#### [Work item]
Whenever a line in the entries includes the word "foliage", copy that line out.

☆ ☆ ☆ ☆

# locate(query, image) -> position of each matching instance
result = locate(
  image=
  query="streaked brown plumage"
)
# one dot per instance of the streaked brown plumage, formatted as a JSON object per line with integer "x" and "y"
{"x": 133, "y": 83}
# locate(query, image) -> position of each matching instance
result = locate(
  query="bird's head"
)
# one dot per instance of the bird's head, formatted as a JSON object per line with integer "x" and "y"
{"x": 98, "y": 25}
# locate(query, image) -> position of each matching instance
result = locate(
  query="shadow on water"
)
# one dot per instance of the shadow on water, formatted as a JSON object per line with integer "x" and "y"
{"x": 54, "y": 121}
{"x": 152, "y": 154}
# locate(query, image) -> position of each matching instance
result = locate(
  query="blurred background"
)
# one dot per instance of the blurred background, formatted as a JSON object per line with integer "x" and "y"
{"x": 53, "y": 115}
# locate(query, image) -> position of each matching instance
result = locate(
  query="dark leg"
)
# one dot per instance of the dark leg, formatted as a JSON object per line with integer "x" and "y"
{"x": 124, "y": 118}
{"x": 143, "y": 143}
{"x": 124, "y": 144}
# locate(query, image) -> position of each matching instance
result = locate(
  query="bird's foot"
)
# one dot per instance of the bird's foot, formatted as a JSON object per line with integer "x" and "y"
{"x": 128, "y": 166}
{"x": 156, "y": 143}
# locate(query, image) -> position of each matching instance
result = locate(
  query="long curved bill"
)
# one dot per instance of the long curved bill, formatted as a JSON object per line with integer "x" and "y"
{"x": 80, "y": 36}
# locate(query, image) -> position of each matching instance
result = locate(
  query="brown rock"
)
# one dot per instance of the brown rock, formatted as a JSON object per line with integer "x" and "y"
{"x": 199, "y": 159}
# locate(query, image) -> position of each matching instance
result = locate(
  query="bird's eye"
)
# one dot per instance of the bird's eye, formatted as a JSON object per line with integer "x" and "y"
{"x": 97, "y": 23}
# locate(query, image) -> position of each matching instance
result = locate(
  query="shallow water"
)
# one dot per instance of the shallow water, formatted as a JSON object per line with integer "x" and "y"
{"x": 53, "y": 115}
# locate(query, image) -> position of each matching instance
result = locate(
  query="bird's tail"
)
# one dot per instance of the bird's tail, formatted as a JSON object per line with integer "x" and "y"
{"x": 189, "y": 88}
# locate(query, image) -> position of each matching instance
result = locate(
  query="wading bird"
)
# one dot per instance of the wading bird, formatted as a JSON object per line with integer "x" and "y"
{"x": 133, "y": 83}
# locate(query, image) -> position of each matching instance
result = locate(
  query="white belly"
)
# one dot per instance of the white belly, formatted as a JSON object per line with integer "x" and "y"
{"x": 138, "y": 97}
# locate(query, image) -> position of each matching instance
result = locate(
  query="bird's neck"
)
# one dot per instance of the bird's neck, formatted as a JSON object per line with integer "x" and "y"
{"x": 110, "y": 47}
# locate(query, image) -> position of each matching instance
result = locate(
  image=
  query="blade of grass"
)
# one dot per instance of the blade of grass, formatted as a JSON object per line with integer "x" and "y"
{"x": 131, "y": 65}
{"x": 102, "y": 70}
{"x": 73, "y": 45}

☆ ☆ ☆ ☆

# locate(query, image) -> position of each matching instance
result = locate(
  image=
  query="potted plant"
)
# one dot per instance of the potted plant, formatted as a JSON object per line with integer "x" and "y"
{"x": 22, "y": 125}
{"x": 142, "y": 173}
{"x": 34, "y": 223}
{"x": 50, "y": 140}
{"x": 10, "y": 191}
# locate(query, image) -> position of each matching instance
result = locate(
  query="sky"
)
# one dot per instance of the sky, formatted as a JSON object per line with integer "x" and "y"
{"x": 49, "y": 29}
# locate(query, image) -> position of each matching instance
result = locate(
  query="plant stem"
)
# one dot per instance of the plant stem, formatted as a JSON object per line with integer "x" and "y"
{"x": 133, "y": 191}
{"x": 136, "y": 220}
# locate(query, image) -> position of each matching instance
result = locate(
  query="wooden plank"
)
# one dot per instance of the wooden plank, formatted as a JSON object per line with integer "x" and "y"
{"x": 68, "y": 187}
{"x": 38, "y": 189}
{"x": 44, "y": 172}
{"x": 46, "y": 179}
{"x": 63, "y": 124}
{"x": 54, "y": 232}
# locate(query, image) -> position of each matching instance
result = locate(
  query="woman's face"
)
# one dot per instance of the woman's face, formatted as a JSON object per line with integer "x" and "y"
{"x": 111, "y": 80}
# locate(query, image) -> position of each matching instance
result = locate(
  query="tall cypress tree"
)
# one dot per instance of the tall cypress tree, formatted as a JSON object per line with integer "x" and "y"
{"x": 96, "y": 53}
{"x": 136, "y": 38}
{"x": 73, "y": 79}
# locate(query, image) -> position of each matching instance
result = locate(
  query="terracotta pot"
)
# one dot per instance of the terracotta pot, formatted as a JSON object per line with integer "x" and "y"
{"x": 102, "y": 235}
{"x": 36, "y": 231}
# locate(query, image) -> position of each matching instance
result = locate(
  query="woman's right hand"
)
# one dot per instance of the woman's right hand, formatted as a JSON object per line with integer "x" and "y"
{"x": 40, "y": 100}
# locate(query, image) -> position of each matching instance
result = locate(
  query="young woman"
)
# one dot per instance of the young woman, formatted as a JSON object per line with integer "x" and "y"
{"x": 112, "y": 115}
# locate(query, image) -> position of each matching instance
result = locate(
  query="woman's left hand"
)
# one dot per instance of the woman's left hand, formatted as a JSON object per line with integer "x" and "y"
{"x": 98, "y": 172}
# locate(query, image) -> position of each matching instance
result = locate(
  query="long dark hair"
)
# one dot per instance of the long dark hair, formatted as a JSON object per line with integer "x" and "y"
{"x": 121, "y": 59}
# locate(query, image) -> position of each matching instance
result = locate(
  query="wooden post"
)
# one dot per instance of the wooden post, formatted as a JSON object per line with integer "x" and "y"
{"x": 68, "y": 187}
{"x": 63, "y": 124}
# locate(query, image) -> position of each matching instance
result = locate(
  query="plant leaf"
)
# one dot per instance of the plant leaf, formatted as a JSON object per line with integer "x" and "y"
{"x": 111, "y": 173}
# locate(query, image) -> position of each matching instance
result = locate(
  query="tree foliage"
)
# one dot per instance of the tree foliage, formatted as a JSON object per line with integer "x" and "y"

☆ ☆ ☆ ☆

#### [Answer section]
  query="tree foliage"
# one dot per instance of the tree foliage, formatted as a JSON object per line with integer "x" and "y"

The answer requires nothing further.